§ REQUIREMENT 1
In the Santa Tecla passage, rewrite the part that opens with the words containing "The relevance of" and closes with "strictly liturgical framework.", replacing "presided" with "chaired".
§ REQUIREMENT 2
Answer these questions from the Santa Tecla passage.
(a) Which pope restored the metropolitan seat of Tarragona in 1091?
(b) Who offered the city to the bishop Olegarius in 1118?
(c) Who presided over the first Provincial Council in 1239?
§ REQUIREMENT 3
Decide whether each statement agrees with the Santa Tecla passage.
(a) The festivities came to use the city streets as their essential space in the period of the Reconquest.
(b) The effective restoration of the metropolitan seat took place in 1091.
(c) The pontifical bull of Gelasius II made the day of Santa Tecla a minor festivity.

§ DOCUMENT PASSAGE
■ ■ ■ ■ ■ ■ ■

Although in Tarragona the cult to Santa Tecla has existed since ancient times, it was not until the period of the Reconquest that the festivities outline the embryonic structure that will be perpetuated, and that adopt the streets of the city as the essential physical space in which such festivities are to take place.

In 1091, the Pope Urban II restored, if only juridically, the metropolitan seat of Tarragona and declared the festivities of Santa Tecla as a day of obligation and main celebration of the year. However, this was only a phase previous to the effective restoration, which took place several years, later, in 1118, when the count of Barcelona, Ramon Berenguer the Great offered the city to the bishop Olegarius (Oleguer) of Barcelona. It was from that moment on that we refer to a real repopulation of Tarragona. The pontifical bull of Gelasius II ratified the day of Santa Tecla as the main festivity of the year and, of course, as a day of obligation.

The relevance of the path which had been started was confirmed in year 1239 at the first Provincial Council, presided by the archbishop Pere d'Albalat, and in year 1277, at the council, of archbishop, Bernat d'Olivella. Until that moment, however, the festivity is confined within the strictly liturgical framework.

■ ■ ■ ■ ■ ■ ■

§ DATA TO EXAMINE
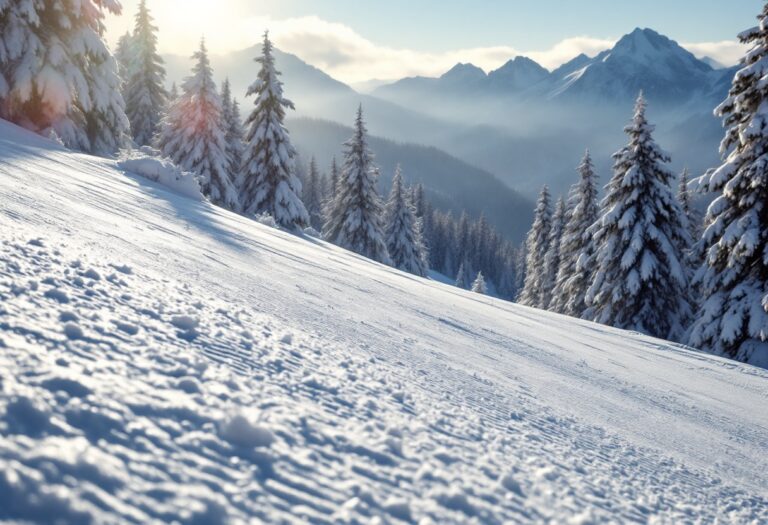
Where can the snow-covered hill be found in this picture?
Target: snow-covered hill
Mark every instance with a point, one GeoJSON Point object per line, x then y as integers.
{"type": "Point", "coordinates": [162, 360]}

■ ■ ■ ■ ■ ■ ■

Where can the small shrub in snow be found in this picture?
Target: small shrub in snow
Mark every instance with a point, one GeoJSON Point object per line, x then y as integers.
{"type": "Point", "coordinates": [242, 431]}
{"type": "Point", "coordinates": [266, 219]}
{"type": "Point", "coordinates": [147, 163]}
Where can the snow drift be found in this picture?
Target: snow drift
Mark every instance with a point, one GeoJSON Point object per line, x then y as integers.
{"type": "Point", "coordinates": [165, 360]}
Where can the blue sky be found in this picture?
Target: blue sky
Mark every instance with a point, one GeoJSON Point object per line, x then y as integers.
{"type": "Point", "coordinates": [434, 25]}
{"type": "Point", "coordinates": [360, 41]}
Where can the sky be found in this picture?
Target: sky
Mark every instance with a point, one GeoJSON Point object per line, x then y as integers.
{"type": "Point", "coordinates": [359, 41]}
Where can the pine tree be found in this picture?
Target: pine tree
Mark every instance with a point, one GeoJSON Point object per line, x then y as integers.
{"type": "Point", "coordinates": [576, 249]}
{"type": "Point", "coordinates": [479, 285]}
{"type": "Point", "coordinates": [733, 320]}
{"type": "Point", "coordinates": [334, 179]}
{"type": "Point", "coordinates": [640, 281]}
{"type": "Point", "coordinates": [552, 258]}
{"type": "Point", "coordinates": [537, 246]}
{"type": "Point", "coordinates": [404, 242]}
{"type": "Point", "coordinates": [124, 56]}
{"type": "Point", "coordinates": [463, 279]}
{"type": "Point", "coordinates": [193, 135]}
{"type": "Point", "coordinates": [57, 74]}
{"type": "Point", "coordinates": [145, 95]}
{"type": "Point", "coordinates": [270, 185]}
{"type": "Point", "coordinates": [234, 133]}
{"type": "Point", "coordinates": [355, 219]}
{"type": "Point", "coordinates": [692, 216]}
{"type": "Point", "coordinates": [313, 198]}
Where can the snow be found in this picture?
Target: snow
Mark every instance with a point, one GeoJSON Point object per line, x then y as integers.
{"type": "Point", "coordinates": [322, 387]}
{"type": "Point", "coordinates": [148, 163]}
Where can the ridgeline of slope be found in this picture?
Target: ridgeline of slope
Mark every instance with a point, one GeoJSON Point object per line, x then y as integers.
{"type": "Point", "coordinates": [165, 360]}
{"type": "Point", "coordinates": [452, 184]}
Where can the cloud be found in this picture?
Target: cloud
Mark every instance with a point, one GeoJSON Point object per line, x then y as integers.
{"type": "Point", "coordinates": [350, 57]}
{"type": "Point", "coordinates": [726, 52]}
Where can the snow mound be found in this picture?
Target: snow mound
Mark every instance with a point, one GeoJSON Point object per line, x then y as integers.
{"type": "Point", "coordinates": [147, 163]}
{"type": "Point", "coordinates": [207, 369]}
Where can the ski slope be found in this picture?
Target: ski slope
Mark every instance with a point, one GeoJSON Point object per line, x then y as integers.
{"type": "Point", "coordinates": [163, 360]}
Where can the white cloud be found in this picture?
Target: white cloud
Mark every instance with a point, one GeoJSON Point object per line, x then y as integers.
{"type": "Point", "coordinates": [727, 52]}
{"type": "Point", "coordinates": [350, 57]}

■ ■ ■ ■ ■ ■ ■

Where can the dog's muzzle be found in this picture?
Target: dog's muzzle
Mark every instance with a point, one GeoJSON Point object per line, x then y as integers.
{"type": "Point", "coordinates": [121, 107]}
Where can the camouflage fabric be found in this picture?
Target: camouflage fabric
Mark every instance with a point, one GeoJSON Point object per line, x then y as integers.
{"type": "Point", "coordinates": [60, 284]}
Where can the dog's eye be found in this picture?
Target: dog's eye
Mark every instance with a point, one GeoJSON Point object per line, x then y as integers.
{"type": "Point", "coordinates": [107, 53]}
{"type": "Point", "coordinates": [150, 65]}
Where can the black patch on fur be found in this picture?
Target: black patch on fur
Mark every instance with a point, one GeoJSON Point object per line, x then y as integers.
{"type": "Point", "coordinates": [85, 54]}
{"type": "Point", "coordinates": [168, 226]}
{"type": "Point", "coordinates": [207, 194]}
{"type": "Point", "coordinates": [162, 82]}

■ ■ ■ ■ ■ ■ ■

§ ANSWER AREA 1
The relevance of the path which had been started was confirmed in year 1239 at the first Provincial Council, chaired by the archbishop Pere d'Albalat, and in year 1277, at the council, of archbishop, Bernat d'Olivella. Until that moment, however, the festivity is confined within the strictly liturgical framework.

§ ANSWER AREA 2
(a) Urban II.
(b) Ramon Berenguer the Great, the count of Barcelona.
(c) The archbishop Pere d'Albalat.

§ ANSWER AREA 3
(a) Yes: "it was not until the period of the Reconquest that the festivities outline the embryonic structure that will be perpetuated, and that adopt the streets of the city as the essential physical space"
(b) No: "which took place several years, later, in 1118"
(c) No: "ratified the day of Santa Tecla as the main festivity of the year"